[BEGIN]
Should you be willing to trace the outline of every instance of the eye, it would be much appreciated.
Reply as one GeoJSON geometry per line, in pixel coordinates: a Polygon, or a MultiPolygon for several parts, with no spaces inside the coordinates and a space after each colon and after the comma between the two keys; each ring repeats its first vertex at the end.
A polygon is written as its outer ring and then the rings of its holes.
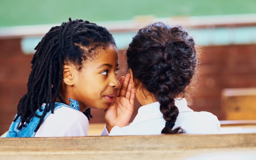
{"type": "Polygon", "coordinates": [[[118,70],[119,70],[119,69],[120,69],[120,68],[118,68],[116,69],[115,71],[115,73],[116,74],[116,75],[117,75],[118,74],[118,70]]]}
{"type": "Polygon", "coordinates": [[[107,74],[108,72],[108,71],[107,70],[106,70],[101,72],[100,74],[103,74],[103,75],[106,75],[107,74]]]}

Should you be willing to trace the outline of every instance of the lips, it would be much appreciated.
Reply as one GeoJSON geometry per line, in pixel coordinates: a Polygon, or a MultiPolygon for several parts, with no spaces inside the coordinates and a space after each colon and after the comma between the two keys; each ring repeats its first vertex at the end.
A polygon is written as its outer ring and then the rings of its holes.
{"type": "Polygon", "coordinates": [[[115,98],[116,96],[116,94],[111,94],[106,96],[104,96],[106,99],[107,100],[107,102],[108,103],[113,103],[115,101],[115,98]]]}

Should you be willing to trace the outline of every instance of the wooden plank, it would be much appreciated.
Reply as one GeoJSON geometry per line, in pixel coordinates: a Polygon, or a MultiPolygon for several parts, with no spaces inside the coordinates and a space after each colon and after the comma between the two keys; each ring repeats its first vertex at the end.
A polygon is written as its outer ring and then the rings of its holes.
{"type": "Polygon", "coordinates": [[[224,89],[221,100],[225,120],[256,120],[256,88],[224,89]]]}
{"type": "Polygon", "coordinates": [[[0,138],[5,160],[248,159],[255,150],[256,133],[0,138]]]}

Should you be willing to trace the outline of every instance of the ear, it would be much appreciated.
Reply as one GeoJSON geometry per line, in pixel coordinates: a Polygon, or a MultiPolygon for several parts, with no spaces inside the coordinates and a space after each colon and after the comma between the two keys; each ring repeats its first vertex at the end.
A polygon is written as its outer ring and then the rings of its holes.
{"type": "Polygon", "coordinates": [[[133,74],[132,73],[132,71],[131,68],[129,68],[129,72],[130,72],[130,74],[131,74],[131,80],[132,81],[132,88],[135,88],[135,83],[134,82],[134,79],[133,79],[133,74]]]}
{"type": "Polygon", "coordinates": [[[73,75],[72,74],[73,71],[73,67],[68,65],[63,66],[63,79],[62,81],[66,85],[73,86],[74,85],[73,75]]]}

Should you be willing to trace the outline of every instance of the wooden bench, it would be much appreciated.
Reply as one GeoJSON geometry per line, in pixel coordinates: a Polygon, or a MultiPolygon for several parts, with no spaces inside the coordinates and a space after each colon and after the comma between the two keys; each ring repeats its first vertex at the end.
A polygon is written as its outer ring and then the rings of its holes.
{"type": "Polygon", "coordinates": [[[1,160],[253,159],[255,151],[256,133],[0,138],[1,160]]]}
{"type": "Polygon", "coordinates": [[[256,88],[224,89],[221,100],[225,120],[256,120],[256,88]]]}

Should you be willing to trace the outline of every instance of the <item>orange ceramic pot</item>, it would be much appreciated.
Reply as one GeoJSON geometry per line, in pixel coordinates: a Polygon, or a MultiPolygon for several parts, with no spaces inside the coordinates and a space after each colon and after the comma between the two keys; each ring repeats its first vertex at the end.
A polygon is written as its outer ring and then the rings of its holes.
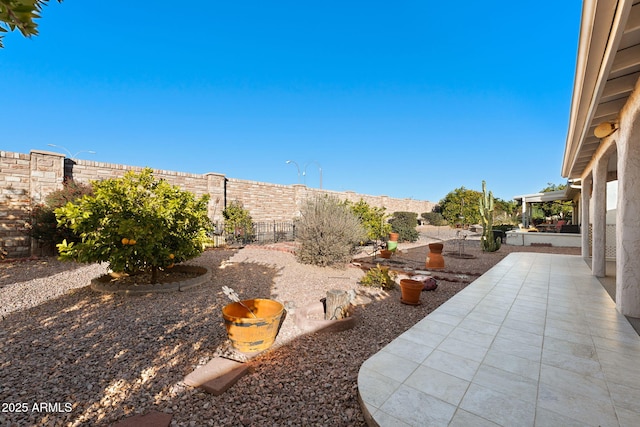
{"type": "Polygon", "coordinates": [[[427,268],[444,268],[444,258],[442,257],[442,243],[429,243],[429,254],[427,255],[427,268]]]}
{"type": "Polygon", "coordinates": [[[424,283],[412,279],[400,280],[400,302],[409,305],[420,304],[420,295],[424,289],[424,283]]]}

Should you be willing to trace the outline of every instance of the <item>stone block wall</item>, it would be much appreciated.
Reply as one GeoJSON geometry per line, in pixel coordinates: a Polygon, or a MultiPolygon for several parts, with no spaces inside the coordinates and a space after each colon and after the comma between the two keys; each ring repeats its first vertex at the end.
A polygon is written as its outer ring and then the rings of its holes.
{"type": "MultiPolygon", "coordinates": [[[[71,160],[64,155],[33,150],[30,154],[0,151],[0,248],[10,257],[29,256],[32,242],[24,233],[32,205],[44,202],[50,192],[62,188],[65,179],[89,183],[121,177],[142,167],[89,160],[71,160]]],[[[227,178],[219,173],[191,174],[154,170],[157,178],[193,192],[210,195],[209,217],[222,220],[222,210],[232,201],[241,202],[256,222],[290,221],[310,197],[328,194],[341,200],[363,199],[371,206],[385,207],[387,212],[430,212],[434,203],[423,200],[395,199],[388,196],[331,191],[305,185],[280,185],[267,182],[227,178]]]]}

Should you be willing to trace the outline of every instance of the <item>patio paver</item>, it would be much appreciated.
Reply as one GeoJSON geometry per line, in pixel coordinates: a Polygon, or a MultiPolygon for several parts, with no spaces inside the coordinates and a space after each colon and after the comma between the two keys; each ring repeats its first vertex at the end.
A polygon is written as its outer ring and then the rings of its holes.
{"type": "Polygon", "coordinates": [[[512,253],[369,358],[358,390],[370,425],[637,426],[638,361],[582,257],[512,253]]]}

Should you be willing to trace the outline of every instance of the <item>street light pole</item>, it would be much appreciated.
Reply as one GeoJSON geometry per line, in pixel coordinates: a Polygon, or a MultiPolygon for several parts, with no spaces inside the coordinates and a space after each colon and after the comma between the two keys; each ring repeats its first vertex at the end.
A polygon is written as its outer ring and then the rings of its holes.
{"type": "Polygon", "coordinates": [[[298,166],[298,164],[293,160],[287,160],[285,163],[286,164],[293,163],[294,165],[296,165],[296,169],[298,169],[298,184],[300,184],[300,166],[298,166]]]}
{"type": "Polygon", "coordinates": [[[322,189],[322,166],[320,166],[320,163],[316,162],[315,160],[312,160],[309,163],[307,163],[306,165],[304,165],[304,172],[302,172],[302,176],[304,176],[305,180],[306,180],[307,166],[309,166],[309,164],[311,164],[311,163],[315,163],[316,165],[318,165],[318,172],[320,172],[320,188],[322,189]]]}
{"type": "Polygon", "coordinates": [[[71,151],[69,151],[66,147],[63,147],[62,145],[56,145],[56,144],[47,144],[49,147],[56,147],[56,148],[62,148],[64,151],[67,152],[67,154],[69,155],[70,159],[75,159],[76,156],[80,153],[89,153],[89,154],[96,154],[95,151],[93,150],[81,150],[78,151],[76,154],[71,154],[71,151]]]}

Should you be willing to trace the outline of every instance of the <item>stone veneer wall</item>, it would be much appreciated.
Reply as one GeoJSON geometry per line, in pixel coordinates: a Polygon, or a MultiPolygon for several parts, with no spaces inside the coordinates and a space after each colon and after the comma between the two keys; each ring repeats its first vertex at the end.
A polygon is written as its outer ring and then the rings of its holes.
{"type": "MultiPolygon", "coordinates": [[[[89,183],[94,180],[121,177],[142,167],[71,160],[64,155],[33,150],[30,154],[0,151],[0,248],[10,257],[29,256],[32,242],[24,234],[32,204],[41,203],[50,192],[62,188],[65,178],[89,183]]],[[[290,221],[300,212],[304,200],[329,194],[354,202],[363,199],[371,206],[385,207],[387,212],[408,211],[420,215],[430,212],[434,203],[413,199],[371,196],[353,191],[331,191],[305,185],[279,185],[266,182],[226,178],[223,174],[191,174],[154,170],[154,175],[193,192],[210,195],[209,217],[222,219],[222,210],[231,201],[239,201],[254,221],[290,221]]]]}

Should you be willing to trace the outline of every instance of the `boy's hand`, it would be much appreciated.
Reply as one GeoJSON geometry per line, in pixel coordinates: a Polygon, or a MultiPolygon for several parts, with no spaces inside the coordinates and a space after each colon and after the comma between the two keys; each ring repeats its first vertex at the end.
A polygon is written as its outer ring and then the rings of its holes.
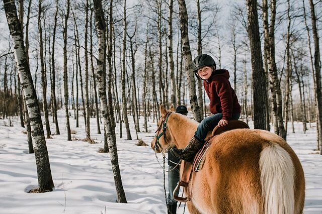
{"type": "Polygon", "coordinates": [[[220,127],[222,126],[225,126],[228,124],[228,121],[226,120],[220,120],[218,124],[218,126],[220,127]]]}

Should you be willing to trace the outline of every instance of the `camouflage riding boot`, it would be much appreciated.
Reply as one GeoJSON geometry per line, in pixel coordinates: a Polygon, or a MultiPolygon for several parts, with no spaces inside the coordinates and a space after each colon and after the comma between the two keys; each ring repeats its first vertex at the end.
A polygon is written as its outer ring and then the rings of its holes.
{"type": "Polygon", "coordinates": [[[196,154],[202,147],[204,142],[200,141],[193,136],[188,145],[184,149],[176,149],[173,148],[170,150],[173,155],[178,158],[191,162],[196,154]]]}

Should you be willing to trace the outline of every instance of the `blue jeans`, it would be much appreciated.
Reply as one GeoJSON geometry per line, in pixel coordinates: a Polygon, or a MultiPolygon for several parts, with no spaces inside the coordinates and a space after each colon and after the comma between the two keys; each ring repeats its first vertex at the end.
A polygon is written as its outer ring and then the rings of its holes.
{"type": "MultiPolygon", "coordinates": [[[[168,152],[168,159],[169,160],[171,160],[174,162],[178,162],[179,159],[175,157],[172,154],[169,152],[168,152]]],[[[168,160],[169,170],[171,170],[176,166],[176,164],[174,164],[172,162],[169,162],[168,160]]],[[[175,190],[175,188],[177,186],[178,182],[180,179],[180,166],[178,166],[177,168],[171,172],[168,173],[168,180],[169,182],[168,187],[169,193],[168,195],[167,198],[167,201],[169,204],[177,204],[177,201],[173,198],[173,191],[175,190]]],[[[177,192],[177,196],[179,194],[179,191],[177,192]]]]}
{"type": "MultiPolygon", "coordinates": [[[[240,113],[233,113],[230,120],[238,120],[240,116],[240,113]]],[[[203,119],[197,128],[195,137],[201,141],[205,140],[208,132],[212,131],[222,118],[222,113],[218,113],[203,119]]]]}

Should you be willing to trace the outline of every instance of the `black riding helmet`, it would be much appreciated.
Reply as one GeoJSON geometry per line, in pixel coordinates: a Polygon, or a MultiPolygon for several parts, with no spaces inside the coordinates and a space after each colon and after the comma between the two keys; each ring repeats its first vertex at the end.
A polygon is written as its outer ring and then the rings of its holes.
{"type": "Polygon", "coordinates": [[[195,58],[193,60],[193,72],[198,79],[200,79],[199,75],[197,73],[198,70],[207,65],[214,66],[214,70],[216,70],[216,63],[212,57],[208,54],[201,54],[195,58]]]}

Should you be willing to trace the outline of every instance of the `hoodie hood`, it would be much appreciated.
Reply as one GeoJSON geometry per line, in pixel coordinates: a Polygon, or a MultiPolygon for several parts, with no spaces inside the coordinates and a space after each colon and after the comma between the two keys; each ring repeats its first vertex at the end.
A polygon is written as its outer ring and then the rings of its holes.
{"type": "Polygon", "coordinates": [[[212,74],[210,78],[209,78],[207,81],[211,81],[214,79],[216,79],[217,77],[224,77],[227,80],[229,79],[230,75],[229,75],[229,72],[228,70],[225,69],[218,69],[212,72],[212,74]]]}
[END]
AIM OF THE TASK:
Report each line of the data above that contains the string "item". Case matters, so count only matches with the same capitalization.

RESULT FOR THIS EXERCISE:
Should you be willing to trace the outline of every instance of the <item>orange ceramic pot</item>, it would be much appreciated.
Should you be willing to trace the outline of every instance of the <item>stone block wall</item>, it would be much appreciated.
Should you be willing to trace the outline of every instance of the <item>patio paver</item>, it would be much appreciated.
Should you be willing to trace the outline of every instance of the <item>street light pole</item>, it would be much appreciated.
Should you be willing to trace the outline of every instance of the <item>stone veneer wall</item>, it would be much appreciated.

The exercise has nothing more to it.